◆ STATED PROBLEM A: According to the retention agreement, in what city and state is the Company's ethanol production facility located?
◆ STATED PROBLEM B: List every term that the retention agreement defines by placing it in quotation marks inside parentheses.

◆ EXTRACTED TEXT:
════════════════

RETENTION AGREEMENT
THIS RETENTION AGREEMENT (the “Agreement”) is entered into on February 27 , 2019 (the “Effective Date”) by and between Cardinal Ethanol, LLC, an Indiana limited liability company (the “Company”) and Xxxxxxx Xxxxxxx , a resident of the State of Indiana (the “Employee”).
W I T N E S S E T H:
WHEREAS, the Company owns an ethanol production facility in Union City, Indiana (the “Facility”);
WHEREAS the Company is exploring opportunities with regard to the sale of substantially all of the assets of the Company including, but not limited to, the Facility (the “Transaction”);
WHEREAS, the Company and the Employee previously entered into an Employment Agreement dated January 22, 2007 (“Employment Agreement”) which remains in effect, setting forth the terms and conditions of Employee’s employment with Company;
WHEREAS, the Company desires to employ and retain the Employee so that it will have the benefit of the Employee’s ability, experience and services through the Retention Period (as defined herein); and
WHEREAS, in exchange for the Employee’s ongoing employment during the Retention Period (as defined herein), the Company shall pay the Employee a Retention Bonus (as defined herein) pursuant to the terms and conditions set forth in this Agreement.
NOW, THEREFORE, in consideration of the premises and other good and valuable consideration the receipt and sufficiency of which are hereby acknowledged, the parties hereby covenant and agree as follows:
Section 1: Employment Agreement.

════════════════

◆ ITEMS:

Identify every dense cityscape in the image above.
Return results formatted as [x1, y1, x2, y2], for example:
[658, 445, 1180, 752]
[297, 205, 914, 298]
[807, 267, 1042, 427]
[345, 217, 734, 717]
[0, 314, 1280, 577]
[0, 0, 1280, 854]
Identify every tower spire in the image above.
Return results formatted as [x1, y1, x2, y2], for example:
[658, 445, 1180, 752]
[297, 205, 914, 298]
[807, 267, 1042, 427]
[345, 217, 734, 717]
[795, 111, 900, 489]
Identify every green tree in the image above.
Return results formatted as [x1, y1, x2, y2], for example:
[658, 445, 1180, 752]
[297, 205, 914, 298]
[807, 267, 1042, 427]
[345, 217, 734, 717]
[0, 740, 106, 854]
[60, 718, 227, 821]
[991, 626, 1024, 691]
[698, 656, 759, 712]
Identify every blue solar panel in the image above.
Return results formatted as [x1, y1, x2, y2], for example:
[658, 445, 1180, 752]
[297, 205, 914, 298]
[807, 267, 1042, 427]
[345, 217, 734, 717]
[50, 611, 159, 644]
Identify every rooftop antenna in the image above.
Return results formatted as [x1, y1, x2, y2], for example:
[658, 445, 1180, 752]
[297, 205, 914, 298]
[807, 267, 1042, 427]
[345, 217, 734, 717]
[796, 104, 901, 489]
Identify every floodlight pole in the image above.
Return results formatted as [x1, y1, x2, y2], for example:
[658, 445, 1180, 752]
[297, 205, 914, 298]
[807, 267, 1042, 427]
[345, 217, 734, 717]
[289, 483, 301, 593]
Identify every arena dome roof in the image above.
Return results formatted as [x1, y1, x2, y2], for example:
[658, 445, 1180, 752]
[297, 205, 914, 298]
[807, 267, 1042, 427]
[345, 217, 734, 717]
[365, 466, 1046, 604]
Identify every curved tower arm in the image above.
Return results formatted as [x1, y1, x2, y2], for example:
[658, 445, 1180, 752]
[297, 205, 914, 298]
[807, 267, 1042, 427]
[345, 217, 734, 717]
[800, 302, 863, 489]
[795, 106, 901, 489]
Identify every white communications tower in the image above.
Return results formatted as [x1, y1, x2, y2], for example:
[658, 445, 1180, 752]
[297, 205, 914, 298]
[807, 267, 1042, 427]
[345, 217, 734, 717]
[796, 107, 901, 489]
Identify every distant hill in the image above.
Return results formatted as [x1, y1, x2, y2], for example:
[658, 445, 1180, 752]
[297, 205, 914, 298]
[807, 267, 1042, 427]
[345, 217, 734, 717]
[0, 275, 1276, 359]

════════════════

◆ WORKED ANSWER A: Union City, Indiana

◆ WORKED ANSWER B:
Agreement
Effective Date
Company
Employee
Facility
Transaction
Employment Agreement